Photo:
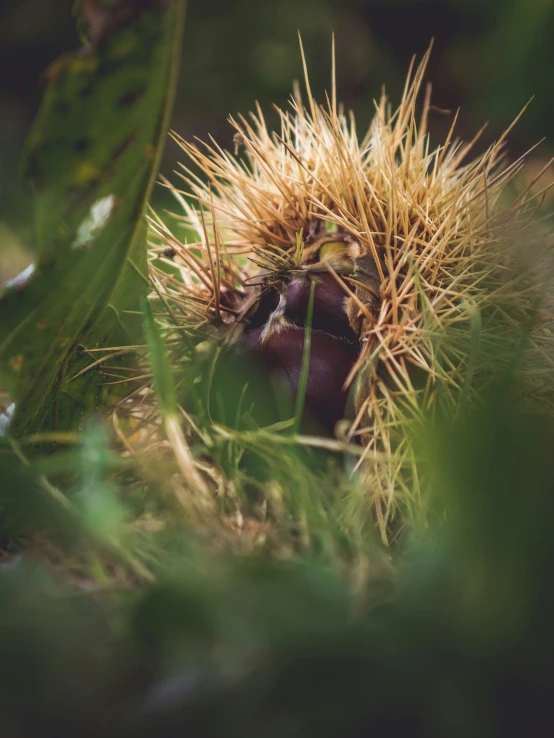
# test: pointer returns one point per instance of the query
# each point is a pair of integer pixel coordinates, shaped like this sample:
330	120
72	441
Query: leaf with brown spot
92	160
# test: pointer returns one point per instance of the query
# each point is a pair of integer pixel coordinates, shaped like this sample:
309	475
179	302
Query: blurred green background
490	57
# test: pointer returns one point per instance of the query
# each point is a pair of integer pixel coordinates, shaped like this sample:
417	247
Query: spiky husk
456	297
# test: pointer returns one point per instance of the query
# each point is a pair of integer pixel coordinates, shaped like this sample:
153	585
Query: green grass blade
92	156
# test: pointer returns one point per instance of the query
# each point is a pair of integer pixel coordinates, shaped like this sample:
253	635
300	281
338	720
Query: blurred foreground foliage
92	157
458	642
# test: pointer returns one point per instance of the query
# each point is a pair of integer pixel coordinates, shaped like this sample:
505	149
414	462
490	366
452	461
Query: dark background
490	57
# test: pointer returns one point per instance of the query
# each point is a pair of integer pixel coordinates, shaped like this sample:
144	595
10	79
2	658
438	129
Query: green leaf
92	156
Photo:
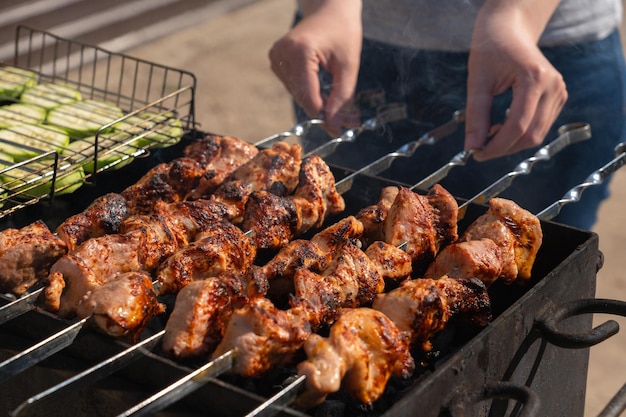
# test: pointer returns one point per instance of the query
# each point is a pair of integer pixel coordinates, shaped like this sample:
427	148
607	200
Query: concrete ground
238	95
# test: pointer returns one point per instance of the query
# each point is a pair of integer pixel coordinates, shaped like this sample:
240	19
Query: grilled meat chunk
481	259
263	336
364	348
217	249
393	263
274	220
414	221
220	156
507	224
350	280
26	255
168	182
122	307
92	264
270	220
103	216
313	254
424	306
200	314
275	169
373	217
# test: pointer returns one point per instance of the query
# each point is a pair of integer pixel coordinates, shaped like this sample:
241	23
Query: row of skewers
356	274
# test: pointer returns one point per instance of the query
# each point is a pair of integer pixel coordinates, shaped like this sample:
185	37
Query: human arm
328	36
504	54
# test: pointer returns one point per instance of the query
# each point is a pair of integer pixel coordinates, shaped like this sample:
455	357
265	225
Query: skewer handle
40	351
386	113
19	306
406	150
89	376
284	397
298	130
182	387
568	134
595	178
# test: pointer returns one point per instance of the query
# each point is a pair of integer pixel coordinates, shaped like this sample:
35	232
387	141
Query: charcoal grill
525	354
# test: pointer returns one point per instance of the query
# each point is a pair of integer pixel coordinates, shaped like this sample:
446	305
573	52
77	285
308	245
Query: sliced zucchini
84	118
19	113
111	150
28	141
156	130
51	95
14	80
34	179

Task objective>
Write out each line again precisely as it appears, skipping every picture.

Solution to this problem>
Photo:
# test: pointer returns one point per instance of the query
# each point is a pair of integer pixel coordinates, shaped like this sample:
330	120
72	441
Query: leaf with brown spot
92	160
# test: pointer returns one point per instance of the query
# each point is a pair of integer pixel coordinates, shaped like this sample:
309	475
179	302
Query: blurred green background
490	57
# test: pointer returns one point per instance of the query
# each point is a pair of integer pixel coordinates, shaped like this sample:
417	247
Query: spiky husk
456	297
# test: pointer returns one point per instance of the query
# each point is a pair of integer pixel coordinates, shaped like this sample:
153	585
Query: green grass blade
92	156
# test: pointer returns one point per instance of the query
# each point is a pair of integer pixel coordinates, shaped like this sample:
253	635
300	281
338	720
Query: blurred foreground foliage
92	157
458	642
# test: pointer returns one point per instance of the query
# each point is a pair of integer pixel coordinates, shaped like this sample:
505	149
414	462
490	366
452	461
Query: dark background
490	57
# test: pointer returns one point per instance of the query
# each point is a pair of integer pixel coordinates, shaped like this sample:
144	595
10	79
2	658
438	129
Query: green leaf
92	156
Photo:
# test: pointer returns one point per instance of the query
# each point is a pair of integer pixel coordinates, shaped like this sample:
427	148
607	200
Query: concrete ground
238	95
# test: pointer returns one point per instance of the query
# each point is a pair of integer pixel coordinates, shaped like this sample:
240	19
Query: grilled meat chunk
481	259
263	336
364	348
217	249
393	263
274	220
414	221
220	156
507	224
350	280
26	255
168	182
122	307
92	264
270	220
103	216
313	254
424	306
200	314
275	169
373	217
# test: pointer returns one point per instance of the query
# each point is a pair of integer pixel coordinates, shaped like this sample:
241	23
Query: row of skewers
356	274
# test: pointer returns one point per instance of the query
# each point is a pair of integer pixel coordinates, shaped like this sample:
185	37
Query: human arm
328	36
504	54
# test: pointer returns one point per instance of the query
# each point is a pair of integer pixel coordinates, shaped like this sample:
455	357
265	225
Query: skewer handle
40	351
386	113
19	306
406	150
89	376
284	397
298	130
182	387
568	134
595	178
# test: pointer returns one point per instance of the query
# each point is a pair of integer pixel coordinates, shaped like this sample:
35	232
387	141
Query: charcoal grill
525	354
# test: pointer returns one point per instance of the query
# each point is a pair of integer pixel coordinates, shaped like this sample:
446	305
573	52
77	285
308	245
Query: sliced zucchini
84	118
19	113
111	150
28	141
156	130
51	95
14	80
34	179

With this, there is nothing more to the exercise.